__Task statement__: Extract every row below that contains the word "green". Letter case counts.
..........
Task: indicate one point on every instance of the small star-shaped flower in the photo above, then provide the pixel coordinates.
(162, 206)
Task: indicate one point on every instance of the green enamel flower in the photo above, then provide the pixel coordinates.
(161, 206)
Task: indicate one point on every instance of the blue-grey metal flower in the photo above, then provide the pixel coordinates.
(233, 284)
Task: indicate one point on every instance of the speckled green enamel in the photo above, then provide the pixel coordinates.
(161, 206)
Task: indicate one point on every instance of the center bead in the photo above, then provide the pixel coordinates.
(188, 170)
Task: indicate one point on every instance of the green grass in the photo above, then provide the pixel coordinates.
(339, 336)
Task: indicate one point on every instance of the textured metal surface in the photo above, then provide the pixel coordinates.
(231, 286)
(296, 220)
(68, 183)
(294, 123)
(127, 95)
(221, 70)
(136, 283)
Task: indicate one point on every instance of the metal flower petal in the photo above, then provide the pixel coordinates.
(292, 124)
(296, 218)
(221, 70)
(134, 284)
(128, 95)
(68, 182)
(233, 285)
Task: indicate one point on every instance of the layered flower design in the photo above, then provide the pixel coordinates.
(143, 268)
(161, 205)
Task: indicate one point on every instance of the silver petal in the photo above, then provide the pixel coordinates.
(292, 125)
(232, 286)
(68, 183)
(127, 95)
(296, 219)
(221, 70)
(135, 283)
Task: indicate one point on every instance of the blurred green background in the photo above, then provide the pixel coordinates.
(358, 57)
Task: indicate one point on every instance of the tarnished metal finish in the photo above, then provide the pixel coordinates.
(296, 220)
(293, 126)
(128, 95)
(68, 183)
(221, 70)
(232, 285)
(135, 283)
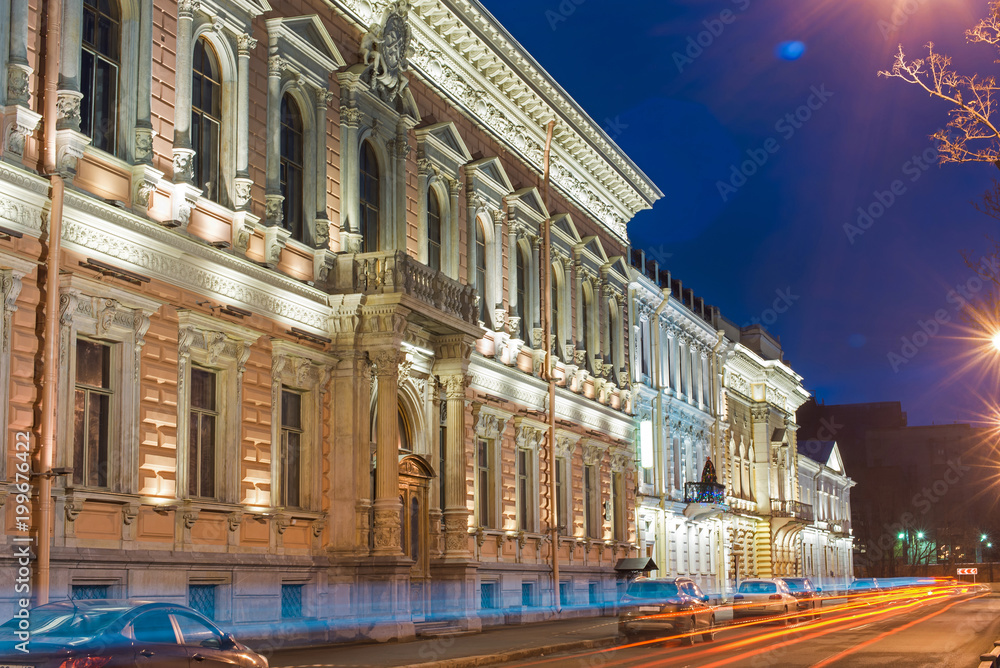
..........
__Answer in full__:
Task: indicate one point on every instance of the green enamel flower in the photo above, then provide the pixel coordinates.
Task: indicate one point on every instance of the speckled green enamel in the photo above, then provide the pixel coordinates.
Task: indicate one point on every instance of the green grass in the photo above, then provide the pixel coordinates.
Task: indicate one point on every instance of the blurred green background in the photo above, then provide the pixel coordinates.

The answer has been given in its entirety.